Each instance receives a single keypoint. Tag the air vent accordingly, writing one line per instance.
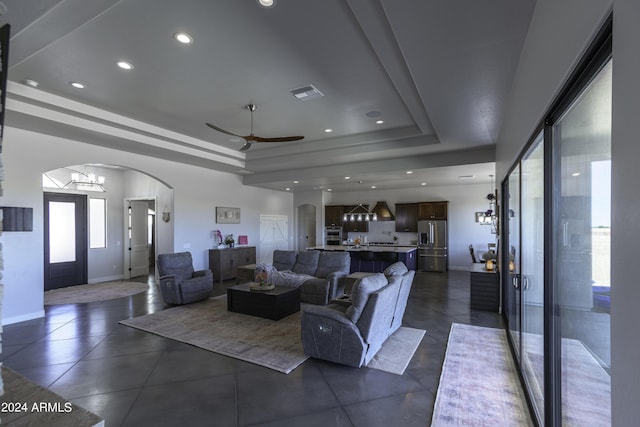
(306, 92)
(382, 210)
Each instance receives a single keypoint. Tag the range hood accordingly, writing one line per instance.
(382, 210)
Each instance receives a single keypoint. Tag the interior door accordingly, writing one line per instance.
(138, 237)
(65, 240)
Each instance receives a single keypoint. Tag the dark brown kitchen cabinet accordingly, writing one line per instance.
(432, 210)
(355, 226)
(333, 215)
(407, 217)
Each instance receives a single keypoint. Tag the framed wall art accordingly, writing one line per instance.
(227, 215)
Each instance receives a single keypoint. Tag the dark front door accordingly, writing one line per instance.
(65, 240)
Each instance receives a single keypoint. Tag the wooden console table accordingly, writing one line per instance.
(223, 262)
(485, 289)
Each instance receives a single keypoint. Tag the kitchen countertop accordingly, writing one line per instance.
(383, 248)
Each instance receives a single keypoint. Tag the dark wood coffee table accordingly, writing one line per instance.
(274, 304)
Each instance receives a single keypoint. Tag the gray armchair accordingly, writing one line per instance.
(352, 335)
(179, 283)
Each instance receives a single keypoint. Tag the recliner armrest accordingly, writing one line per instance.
(328, 313)
(202, 273)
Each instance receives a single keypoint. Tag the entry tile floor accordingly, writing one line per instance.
(133, 378)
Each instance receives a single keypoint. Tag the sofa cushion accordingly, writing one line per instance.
(395, 269)
(307, 262)
(360, 294)
(284, 260)
(330, 262)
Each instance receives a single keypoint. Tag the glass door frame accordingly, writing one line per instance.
(595, 58)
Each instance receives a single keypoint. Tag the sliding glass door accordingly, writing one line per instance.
(556, 252)
(512, 257)
(582, 138)
(532, 271)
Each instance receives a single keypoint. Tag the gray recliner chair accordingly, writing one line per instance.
(352, 335)
(179, 283)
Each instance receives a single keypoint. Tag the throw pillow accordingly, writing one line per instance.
(360, 294)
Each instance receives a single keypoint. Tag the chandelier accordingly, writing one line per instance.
(489, 216)
(360, 213)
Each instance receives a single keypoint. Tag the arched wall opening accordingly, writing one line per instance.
(115, 189)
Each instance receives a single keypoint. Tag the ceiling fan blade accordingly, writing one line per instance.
(223, 131)
(279, 139)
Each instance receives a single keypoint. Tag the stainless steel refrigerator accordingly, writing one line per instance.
(433, 250)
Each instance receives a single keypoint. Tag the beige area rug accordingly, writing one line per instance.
(479, 384)
(272, 344)
(95, 292)
(397, 350)
(25, 403)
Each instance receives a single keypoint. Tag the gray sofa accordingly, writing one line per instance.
(317, 273)
(352, 332)
(179, 283)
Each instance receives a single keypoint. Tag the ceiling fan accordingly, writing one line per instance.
(251, 138)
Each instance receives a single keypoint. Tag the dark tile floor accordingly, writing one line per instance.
(132, 378)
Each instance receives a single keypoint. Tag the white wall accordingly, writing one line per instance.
(464, 201)
(197, 192)
(314, 198)
(138, 185)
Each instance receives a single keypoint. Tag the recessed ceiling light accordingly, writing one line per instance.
(183, 38)
(124, 65)
(306, 93)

──────────────────────────────

- **WHAT YOU HAVE TO DO**
Your task is to return every entry exactly as it was written, with the pictures removed.

- **ANSWER BELOW**
Each instance receives a single keypoint. Tag the air vent accordingly, writing one line per instance.
(306, 92)
(382, 210)
Each instance receives a single keypoint. Tag the range hood accordingly, writing one line per instance.
(382, 210)
Each instance receives a single keypoint. Tag the interior door accordingly, writing one line per instance.
(138, 237)
(65, 240)
Each instance receives a single keypoint. Tag the dark brown kitchen cabinet accordingly, writing one line per instance.
(432, 210)
(355, 226)
(333, 215)
(407, 217)
Each instance receives a single keypoint. Tag the framed wall art accordingly, writing one line per instance.
(227, 215)
Each instance receives a single keypoint. Tag the dark front door accordingly, writing one line per instance.
(65, 240)
Each instance receives a single keypoint. Tag the wooden console table accordingly, writing one line per instance.
(223, 262)
(485, 289)
Each instance receives a single keypoint. Tag the kitchen countertop accordingly, writing one line per instance.
(383, 248)
Each instance receives a single keypoint. Tag the dark wood coffee table accordingly, writing one line per instance.
(274, 304)
Each instance receives a single keypoint. Tag the gray armchair accordingly, writing one line per instance.
(352, 335)
(179, 283)
Each instance receives a single keypoint. Tag the recliner armrest accordingly, writing one line per instance.
(328, 313)
(202, 273)
Each instance receives a single keypoint. Tag the entry tile floor accordingly, writing one line per instance.
(133, 378)
Each instance receives a single keypoint. Tag the sofa cushion accordingly, writing one line per instance.
(395, 269)
(307, 262)
(360, 294)
(284, 260)
(330, 262)
Each instance receives a single keypoint. Tag the glass door frame accordingly, writing one line per instance.
(595, 58)
Each instance receives a single keypoint. Tag the sliding glass door accordingly, writing one line per instance.
(556, 252)
(512, 257)
(582, 138)
(532, 271)
Each instance receives a single keypoint. Tag the gray recliner chair accordingly, writing one line per instance.
(352, 335)
(179, 283)
Each instance receives a single keypoint. Tag the throw pillow accordingly, writing one line per instance.
(360, 294)
Each instance receives a single keypoint. Tag the chandelier accordingly, writing one line per instance.
(489, 216)
(360, 213)
Each instance receives a single keypoint. Tag the arched wall opening accordingly, writing one line per instance.
(115, 189)
Each instance receives a single keypoint. Tag the ceiling fan blade accordingly, writing one line per instance.
(223, 131)
(279, 139)
Each instance receives a single keypoint. Tag the stainless steel refrigerator accordingly, writing one line per instance.
(433, 250)
Each instance receives a single keypoint. Tag the beige area rug accordingly, writing one line per instance.
(479, 384)
(272, 344)
(95, 292)
(397, 350)
(25, 403)
Each instance receives a single keypoint. Tag the gray sofa accordingly, writing one line per instance.
(317, 273)
(352, 332)
(179, 283)
Each instance receives a single keypoint. Tag the ceiling fan accordingly, writing one line per instance.
(251, 138)
Each instance receives a single keypoint. Tag the dark tile floor accordingly, writing one line per instance.
(132, 378)
Each instance receives a single keypoint. Tag the white wall accordingly, writing one line per instance.
(464, 201)
(197, 192)
(314, 198)
(138, 185)
Each instance receives a single keypoint. Tag the recessed ceiling light accordingly, writing one line per instance.
(183, 38)
(124, 65)
(306, 93)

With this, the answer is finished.